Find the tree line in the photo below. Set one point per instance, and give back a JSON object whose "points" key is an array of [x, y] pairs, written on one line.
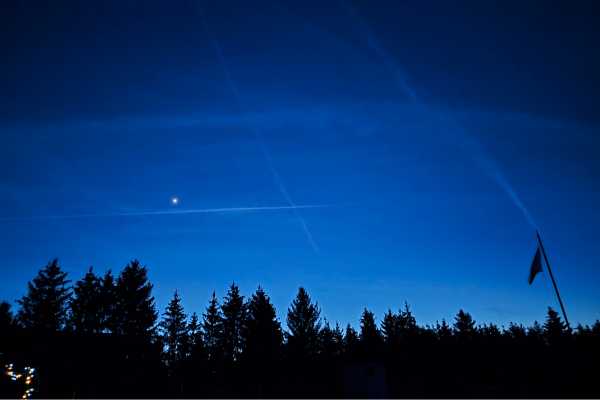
{"points": [[103, 337]]}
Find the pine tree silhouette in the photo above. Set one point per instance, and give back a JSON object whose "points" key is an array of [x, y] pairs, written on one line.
{"points": [[370, 336], [86, 306], [175, 332], [45, 306], [263, 335], [196, 350], [263, 340], [109, 302], [390, 329], [212, 326], [464, 326], [304, 326], [555, 330], [234, 320], [443, 331], [136, 312], [351, 342], [407, 323], [6, 317]]}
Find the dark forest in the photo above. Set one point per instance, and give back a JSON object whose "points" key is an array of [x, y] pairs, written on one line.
{"points": [[102, 336]]}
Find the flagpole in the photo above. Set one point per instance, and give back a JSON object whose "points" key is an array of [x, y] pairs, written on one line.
{"points": [[562, 307]]}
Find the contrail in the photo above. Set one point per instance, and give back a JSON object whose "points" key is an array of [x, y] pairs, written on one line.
{"points": [[257, 134], [484, 161], [164, 212]]}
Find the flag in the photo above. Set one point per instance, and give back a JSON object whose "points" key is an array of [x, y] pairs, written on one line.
{"points": [[536, 266]]}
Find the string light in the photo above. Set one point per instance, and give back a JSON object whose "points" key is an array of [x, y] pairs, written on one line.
{"points": [[27, 375]]}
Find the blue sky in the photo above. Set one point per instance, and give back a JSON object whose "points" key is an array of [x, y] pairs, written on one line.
{"points": [[397, 117]]}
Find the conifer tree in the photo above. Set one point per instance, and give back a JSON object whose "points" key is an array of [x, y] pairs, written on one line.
{"points": [[45, 306], [351, 341], [390, 329], [136, 312], [109, 303], [196, 340], [86, 306], [262, 335], [212, 325], [443, 331], [464, 326], [234, 320], [304, 326], [175, 331], [370, 337], [407, 322], [555, 330], [6, 317], [331, 342], [516, 333], [535, 333]]}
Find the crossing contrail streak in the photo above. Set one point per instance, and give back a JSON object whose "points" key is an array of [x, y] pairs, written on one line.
{"points": [[470, 143], [257, 134], [164, 212]]}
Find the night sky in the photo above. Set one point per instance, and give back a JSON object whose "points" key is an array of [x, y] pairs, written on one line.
{"points": [[414, 128]]}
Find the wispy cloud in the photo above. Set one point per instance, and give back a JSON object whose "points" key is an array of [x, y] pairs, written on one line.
{"points": [[165, 212]]}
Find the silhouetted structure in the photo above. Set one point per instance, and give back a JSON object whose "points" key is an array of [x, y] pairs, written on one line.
{"points": [[101, 338]]}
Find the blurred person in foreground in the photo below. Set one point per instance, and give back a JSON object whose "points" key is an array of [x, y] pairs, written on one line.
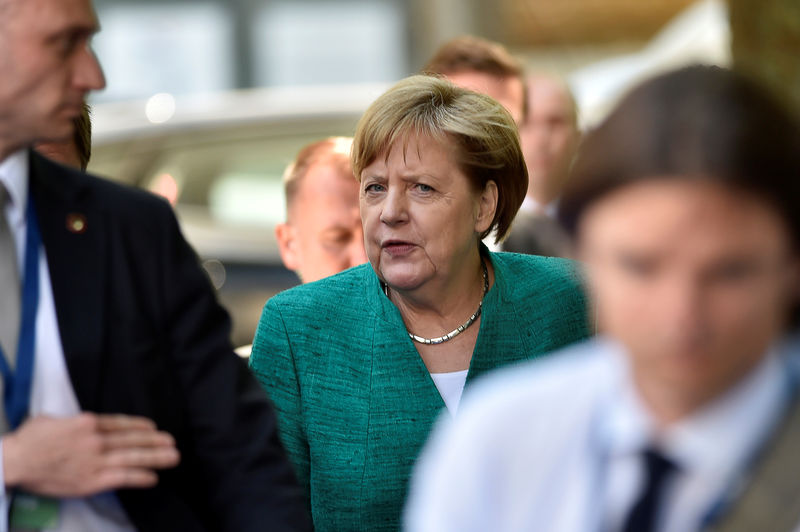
{"points": [[549, 137], [124, 407], [482, 66], [360, 364], [74, 151], [322, 234], [684, 415]]}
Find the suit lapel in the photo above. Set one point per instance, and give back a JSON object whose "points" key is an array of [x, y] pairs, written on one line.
{"points": [[74, 237]]}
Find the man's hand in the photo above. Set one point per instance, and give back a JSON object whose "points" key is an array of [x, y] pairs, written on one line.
{"points": [[86, 454]]}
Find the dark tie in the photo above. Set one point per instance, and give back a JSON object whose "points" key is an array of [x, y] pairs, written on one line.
{"points": [[643, 514], [9, 296], [9, 286]]}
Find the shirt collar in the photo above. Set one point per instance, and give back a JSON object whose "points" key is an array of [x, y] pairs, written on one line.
{"points": [[721, 437], [14, 176]]}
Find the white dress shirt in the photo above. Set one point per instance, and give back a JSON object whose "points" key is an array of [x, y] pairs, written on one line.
{"points": [[51, 393], [451, 387], [555, 444]]}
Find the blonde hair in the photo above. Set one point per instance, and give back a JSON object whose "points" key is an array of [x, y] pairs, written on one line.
{"points": [[480, 129]]}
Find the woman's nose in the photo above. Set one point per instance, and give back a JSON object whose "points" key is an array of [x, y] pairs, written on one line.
{"points": [[394, 209]]}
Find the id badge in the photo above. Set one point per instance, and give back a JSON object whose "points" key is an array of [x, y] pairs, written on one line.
{"points": [[33, 512]]}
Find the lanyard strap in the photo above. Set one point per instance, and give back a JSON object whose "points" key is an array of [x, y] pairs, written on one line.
{"points": [[17, 384]]}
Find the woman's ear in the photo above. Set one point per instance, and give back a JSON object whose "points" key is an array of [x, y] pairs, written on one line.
{"points": [[487, 206]]}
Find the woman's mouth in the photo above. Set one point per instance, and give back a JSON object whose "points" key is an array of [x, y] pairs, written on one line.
{"points": [[397, 248]]}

──────────

* To be done: Reproduce the whole listing exactly, but not the images in it.

* Written solution:
Find the tree line in the photo below. Set one point per instance, and give back a JSON object whose "points" key is an array of [x, y] pairs, written on one line.
{"points": [[103, 337]]}
Find the pine tree silhouette in the photo above. Set one point per instance, and give back a JSON object whose "points" key is an array of [x, y] pairs, written on one line.
{"points": [[370, 336], [86, 306], [175, 332], [45, 306], [263, 335], [196, 350], [263, 340], [109, 302], [390, 329], [212, 326], [464, 326], [304, 326], [555, 330], [234, 320], [443, 331], [136, 312], [351, 342], [407, 323], [6, 317]]}
Find the dark forest in the photo above. Set one point per instance, and give back a JSON object whose "points" key is an array of [x, y] pairs, written on one line.
{"points": [[102, 336]]}
Find the flagpole in the photo above. Set one point per instance, and give back a JSON object whose "points" key is an array of [x, y] pairs, written on one line.
{"points": [[562, 307]]}
Find the contrail in the photo above. Set one point per instance, and give back a JSON object whose "points" key is an array of [x, y] pairs, written on one line.
{"points": [[257, 134], [484, 161], [164, 212]]}
Find the flag in the photo above. Set one point per instance, and give back a JSON object whose "points" key is an array of [x, y] pairs, written on one line.
{"points": [[536, 266]]}
Find the string light in the photo above. Set one point per instance, and give back a JSON object whose "points" key is an array of [x, y] pairs, written on one line.
{"points": [[27, 375]]}
Find the blue sky in the photo above. Set one point per instance, and give back a JSON object whose "points" key is an array of [x, y] pairs, written on one line.
{"points": [[397, 117]]}
Find the conifer tree in the photo above. Set one point per instance, and give back a JSON object whose "points" key is an array of [x, y] pairs, written on one line.
{"points": [[45, 306], [351, 341], [390, 329], [136, 312], [109, 303], [196, 340], [86, 306], [262, 335], [212, 325], [443, 331], [464, 326], [234, 320], [304, 326], [175, 331], [370, 337], [407, 322], [555, 330], [6, 317], [331, 342], [516, 333], [535, 333]]}
Find the crossing contrail streak in the photo above. Set one point per instance, and give back a JSON object whose "points" key is an array of [x, y] pairs, written on one line.
{"points": [[470, 143], [257, 134], [164, 212]]}
Find the night sky in the photo above. Set one point per instance, and give back a JSON object whose "points" key is an array of [x, y] pairs, written on one line.
{"points": [[414, 128]]}
Find the wispy cloud in the photo above. Set one point per instance, and give back a JSON object whose "points" key is an array of [x, y] pairs, written on one line.
{"points": [[165, 212]]}
Find the silhouetted structure in the photo above. Set one point per instance, and give back a JSON object whose "points" key is an array of [x, y] pairs, written on one line.
{"points": [[101, 338]]}
Find the blurred person in foreground in the photo below. Set one point per instance, and give back a JSON object whose "points" key is an array of [x, y] pairs, written on one line.
{"points": [[549, 137], [124, 407], [482, 66], [360, 364], [74, 151], [322, 234], [684, 415]]}
Find the suit lapel in the photo above. Set one point per instance, and give back a JSON object whose "points" key is an array of [x, y] pairs, written on one line.
{"points": [[74, 237]]}
Find the man's hand in the photo above. Set one point per instance, and give back a JSON object whose "points" key is an array of [x, y] pairs, written on one line.
{"points": [[86, 454]]}
Find the dark tie in the photo above. Set one point per instance, and give back a JSON object whose "points" key is an array of [x, y] pairs, written on one line.
{"points": [[643, 514], [9, 296], [9, 286]]}
Find the shirt collar in the photo above. Set one point per instance, and give back a JSON object whose "points" key is an array of [x, y] pairs, written on one line.
{"points": [[721, 437], [14, 176]]}
Find the white dress shirt in the photo above. Set one point per instance, and give back a JSON object whose "points" key is an array of [x, y] pairs, written on one line.
{"points": [[51, 393], [451, 387], [555, 444]]}
Find the blonde hair in the photo above. Set one point per instance, and give back a JSON object whose "points" key is an array of [x, y] pairs, written on one line.
{"points": [[480, 129]]}
Find the woman's nose in the photo above. Set one point per instance, and give back a JSON object whose "points" key is an array of [x, y] pairs, written on one line.
{"points": [[394, 209]]}
Find the id badge in the photo above. Set one point per instance, and give back a JSON object whose "points" key is an array of [x, y] pairs, written on one line.
{"points": [[33, 512]]}
Find the lanyard strap in the photo above. Set one point per instance, and give back a JSON object whose "points" key is an array of [x, y] pairs, written on one line.
{"points": [[17, 384]]}
Find the woman's ear in the photo above. Set one point per instance, and give back a JSON object whose "points" key is an array of [x, y] pairs, written on one line.
{"points": [[487, 206]]}
Find the woman's mouth in the photo above. Set one point per instance, and give back a JSON object whose "points" key is an array of [x, y] pairs, written on one line.
{"points": [[397, 248]]}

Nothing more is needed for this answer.